● Given problem: Restate the entries below verbatim.

Data listing
═══

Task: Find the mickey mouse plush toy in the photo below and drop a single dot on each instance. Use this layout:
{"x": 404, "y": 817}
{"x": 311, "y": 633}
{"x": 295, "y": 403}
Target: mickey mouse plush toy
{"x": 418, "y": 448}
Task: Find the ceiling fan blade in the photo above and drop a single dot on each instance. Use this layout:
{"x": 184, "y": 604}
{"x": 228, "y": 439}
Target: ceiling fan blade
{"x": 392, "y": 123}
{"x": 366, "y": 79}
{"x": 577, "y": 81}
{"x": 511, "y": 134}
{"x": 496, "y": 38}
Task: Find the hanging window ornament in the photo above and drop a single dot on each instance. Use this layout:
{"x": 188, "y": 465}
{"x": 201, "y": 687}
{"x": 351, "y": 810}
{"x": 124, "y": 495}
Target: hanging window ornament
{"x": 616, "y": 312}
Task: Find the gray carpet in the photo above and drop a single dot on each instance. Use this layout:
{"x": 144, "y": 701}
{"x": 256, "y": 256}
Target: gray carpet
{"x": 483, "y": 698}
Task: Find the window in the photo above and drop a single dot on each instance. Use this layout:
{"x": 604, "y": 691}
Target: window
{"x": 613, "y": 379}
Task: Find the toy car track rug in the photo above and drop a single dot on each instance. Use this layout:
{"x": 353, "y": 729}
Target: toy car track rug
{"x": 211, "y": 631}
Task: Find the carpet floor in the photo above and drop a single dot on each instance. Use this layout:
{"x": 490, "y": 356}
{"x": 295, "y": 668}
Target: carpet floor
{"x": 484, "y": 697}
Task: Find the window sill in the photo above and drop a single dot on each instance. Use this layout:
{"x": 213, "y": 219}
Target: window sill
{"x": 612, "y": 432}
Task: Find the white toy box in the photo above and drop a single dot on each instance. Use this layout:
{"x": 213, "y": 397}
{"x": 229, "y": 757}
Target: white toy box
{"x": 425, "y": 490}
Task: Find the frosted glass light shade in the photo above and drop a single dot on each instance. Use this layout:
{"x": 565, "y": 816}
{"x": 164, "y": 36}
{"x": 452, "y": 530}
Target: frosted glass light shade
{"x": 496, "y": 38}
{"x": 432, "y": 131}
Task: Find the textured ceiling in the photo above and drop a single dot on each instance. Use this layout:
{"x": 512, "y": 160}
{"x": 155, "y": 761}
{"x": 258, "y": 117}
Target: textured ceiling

═══

● Exercise solution:
Task: Find the mickey mouse plush toy in the photo below and drop a single dot on each instance. Use this layout:
{"x": 404, "y": 817}
{"x": 311, "y": 633}
{"x": 295, "y": 403}
Target: mickey mouse plush toy
{"x": 418, "y": 448}
Task: Find the ceiling fan blade in the photo above and drop a single dot on each instance. Use this layout:
{"x": 184, "y": 604}
{"x": 228, "y": 439}
Target: ceiling fan blade
{"x": 392, "y": 123}
{"x": 366, "y": 79}
{"x": 577, "y": 81}
{"x": 511, "y": 134}
{"x": 496, "y": 38}
Task: Find the hanging window ornament in the photo above and drop a single dot on each instance. Use this layout:
{"x": 188, "y": 465}
{"x": 201, "y": 687}
{"x": 351, "y": 810}
{"x": 124, "y": 495}
Target: hanging window ornament
{"x": 616, "y": 312}
Task: Find the gray carpet in the photo above and drop a single dot on each instance. Use this layout:
{"x": 144, "y": 701}
{"x": 256, "y": 256}
Target: gray carpet
{"x": 483, "y": 698}
Task: Find the window in the photo above and drop a single dot on each instance. Use this layout:
{"x": 604, "y": 691}
Target: window
{"x": 613, "y": 379}
Task: Find the toy car track rug in the photo above and drop a single dot on each instance. Use this layout:
{"x": 353, "y": 729}
Target: toy car track rug
{"x": 211, "y": 631}
Task: Find the carpet floor in the photo above and drop a single dot on each instance. Use this layout:
{"x": 490, "y": 356}
{"x": 295, "y": 668}
Target: carpet floor
{"x": 484, "y": 697}
Task: Find the window sill in the photo above and drop a single dot on each instance. Use this layout:
{"x": 213, "y": 219}
Target: window sill
{"x": 612, "y": 432}
Task: Find the white toy box in the photo above and drop a single dot on each instance. Use this layout:
{"x": 213, "y": 397}
{"x": 229, "y": 757}
Target: white toy box
{"x": 425, "y": 490}
Task: Find the frosted glass light shade in the photo above and drop a single dot on each instance. Use this layout:
{"x": 565, "y": 816}
{"x": 164, "y": 36}
{"x": 452, "y": 530}
Target: frosted glass light shade
{"x": 496, "y": 38}
{"x": 432, "y": 131}
Task: Find the textured ceiling in the photo above and drop a single dot on each instance. Use this layout:
{"x": 512, "y": 160}
{"x": 155, "y": 761}
{"x": 258, "y": 117}
Target: textured ceiling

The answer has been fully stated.